SET TASK. The complete listing should be restated exactly.

DATA SUPPLIED.
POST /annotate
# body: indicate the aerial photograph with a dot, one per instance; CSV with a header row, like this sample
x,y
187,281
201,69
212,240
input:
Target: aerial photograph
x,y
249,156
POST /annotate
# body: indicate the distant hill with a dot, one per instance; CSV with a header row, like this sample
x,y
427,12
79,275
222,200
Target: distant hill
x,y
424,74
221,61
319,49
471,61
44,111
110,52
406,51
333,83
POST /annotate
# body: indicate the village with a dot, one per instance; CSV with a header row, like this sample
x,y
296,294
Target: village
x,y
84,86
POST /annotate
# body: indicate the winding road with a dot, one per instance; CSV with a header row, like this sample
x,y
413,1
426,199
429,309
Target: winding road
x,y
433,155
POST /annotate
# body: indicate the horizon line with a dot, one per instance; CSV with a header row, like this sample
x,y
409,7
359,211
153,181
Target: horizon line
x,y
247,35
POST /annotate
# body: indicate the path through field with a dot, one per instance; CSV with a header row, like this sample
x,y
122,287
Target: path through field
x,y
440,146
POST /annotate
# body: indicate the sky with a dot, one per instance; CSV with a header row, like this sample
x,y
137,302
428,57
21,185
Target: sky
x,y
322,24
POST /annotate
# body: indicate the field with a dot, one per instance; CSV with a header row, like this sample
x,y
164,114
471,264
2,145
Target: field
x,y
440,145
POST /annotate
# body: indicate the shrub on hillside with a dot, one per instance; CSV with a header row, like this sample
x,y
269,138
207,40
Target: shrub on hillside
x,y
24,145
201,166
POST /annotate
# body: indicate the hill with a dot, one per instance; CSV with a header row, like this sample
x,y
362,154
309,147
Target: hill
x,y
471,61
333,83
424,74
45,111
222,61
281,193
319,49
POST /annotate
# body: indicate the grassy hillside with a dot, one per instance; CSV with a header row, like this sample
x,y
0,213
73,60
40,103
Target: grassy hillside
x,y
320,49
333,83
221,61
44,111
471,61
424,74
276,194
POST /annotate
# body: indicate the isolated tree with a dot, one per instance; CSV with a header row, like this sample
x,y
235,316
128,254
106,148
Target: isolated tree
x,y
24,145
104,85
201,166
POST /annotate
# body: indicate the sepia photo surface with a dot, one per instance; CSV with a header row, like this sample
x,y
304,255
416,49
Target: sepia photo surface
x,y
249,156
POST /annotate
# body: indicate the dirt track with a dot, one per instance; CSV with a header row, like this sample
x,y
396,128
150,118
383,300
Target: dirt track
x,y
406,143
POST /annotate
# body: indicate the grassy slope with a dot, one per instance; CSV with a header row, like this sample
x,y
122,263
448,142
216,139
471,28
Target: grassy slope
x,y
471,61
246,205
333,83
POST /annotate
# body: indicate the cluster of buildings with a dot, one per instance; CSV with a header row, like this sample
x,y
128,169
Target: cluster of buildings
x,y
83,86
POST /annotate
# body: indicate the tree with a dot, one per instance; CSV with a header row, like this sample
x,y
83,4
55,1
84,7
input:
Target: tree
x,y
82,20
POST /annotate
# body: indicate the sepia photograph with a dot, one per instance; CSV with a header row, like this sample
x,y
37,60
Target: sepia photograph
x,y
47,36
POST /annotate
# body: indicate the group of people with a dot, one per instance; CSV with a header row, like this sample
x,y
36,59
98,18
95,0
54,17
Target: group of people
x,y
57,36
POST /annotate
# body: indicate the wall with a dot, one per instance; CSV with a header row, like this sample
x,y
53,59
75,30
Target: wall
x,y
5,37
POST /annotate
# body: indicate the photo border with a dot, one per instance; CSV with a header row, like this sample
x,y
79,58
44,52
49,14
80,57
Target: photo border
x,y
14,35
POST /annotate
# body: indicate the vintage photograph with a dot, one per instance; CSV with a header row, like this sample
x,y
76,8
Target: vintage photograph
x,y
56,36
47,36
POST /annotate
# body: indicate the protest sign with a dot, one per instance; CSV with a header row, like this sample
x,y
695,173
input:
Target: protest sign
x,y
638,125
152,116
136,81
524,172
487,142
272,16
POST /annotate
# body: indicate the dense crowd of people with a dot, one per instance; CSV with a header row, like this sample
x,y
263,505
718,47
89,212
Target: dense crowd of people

WORKED ANSWER.
POST /annotate
# body: indicate the aerial photograph with a dot, one per instance; CSV with a header row, like this sample
x,y
187,281
201,69
212,240
input:
Target: aerial photograph
x,y
249,156
POST /annotate
# body: indicate the distant hill with a dot, one per instance; CSV with a header row, like this sample
x,y
427,12
79,275
222,200
Target: distant hill
x,y
424,74
221,61
319,49
471,61
44,111
110,52
406,51
333,83
POST /annotate
# body: indicate the village with a dot, one per instance; CSV with a header row, like this sample
x,y
296,294
Target: village
x,y
84,86
POST /annotate
# body: indicate the winding road with a dot, one per instance; CSV with a header row, like this sample
x,y
413,1
426,199
429,309
Target: winding road
x,y
433,155
POST /annotate
# body: indicate the horizon line with a dot, one per instance; CSV with a header row, like this sample
x,y
409,7
359,211
153,181
Target: horizon line
x,y
247,35
POST /annotate
# body: indicate the path through field with a dot, one per instance; CSV with a header row, like this sample
x,y
122,287
Target: path through field
x,y
440,146
POST /annotate
# body: indicate the sky with a dot, one per instance; CSV with a header row, like this sample
x,y
137,302
428,57
21,185
Target: sky
x,y
322,24
POST /annotate
# body: indicate the field with a dot, one per instance; CSV with a header row, like this sample
x,y
164,114
471,264
2,145
Target: field
x,y
440,145
POST /annotate
# body: indicate the shrub on hillside with a dot, one per instance; CSV with a header row, like this sample
x,y
269,138
207,40
Target: shrub on hillside
x,y
24,145
201,166
POST /annotate
# body: indicate the hill with a dot, one per instance; CSV with a header row, like this sample
x,y
362,154
309,147
Target: hill
x,y
471,61
333,83
424,74
45,111
222,61
281,193
319,49
POST /annotate
# body: indicate the grassy hillside with a dot, one per instance; CSV with a header row, like this sample
x,y
0,213
73,60
40,103
Target: grassy hillside
x,y
320,49
333,83
221,61
44,111
471,61
424,74
276,194
POST /annotate
# body: indicate the isolated tree with a dot, one per instance; CSV with a header row, like this sample
x,y
235,316
128,254
106,148
Target: isolated tree
x,y
24,145
104,85
201,166
POST /annotate
# body: indicate the sepia photo surface with a dot, one per instance; CSV with a header row, like this sample
x,y
304,255
416,49
Target: sepia photo surface
x,y
249,156
POST /annotate
# body: indicate the dirt track with a dot, one per instance; CSV with a header row, like this sample
x,y
396,128
150,118
383,300
Target: dirt track
x,y
406,143
POST /annotate
# body: indicate the grassy slope with a dot, one per instance; CSV with a header row, like this sample
x,y
122,263
448,142
216,139
471,28
Target: grassy slope
x,y
471,61
246,205
333,83
POST /annotate
# body: indicate the cluster of buildings with a dot, one per instance; CSV with a header row, like this sample
x,y
128,169
Target: cluster of buildings
x,y
83,86
POST /annotate
# body: indicate the tree with a dot, one per instance; CSV with a header row, like this sample
x,y
83,4
55,1
84,7
input:
Target: tree
x,y
82,20
POST /annotate
# body: indicate the sepia photograph with a dot, one per instance; CSV with a header row, like this sample
x,y
37,60
Target: sepia photograph
x,y
47,36
POST /annotate
# body: indicate the group of people with a dot, one per instance; CSV with a header row, like this sample
x,y
36,59
98,18
95,0
54,17
Target: group of people
x,y
57,36
POST /annotate
# body: indicate the wall with a dot, one per instance; CSV with a header row, like this sample
x,y
53,59
75,30
Target: wall
x,y
5,37
POST /annotate
# body: indicate the photo border with a dot, one per instance; CSV with a header row, like this sample
x,y
79,58
44,52
49,14
80,57
Target: photo border
x,y
14,35
POST /annotate
# body: indicate the vintage photograph with a dot, one per instance; CSV with a header row, like this sample
x,y
76,8
Target: vintage photograph
x,y
56,36
47,36
POST /annotate
# body: indicate the protest sign with a dot, one per instance; CSV with a header row, like this sample
x,y
695,173
input:
Target: protest sign
x,y
638,125
152,116
136,81
524,172
487,142
272,16
POST /annotate
# body: indicate the dense crowd of people with a dot, one per instance; CSV with a header row, like this sample
x,y
263,505
718,47
89,212
Target: dense crowd of people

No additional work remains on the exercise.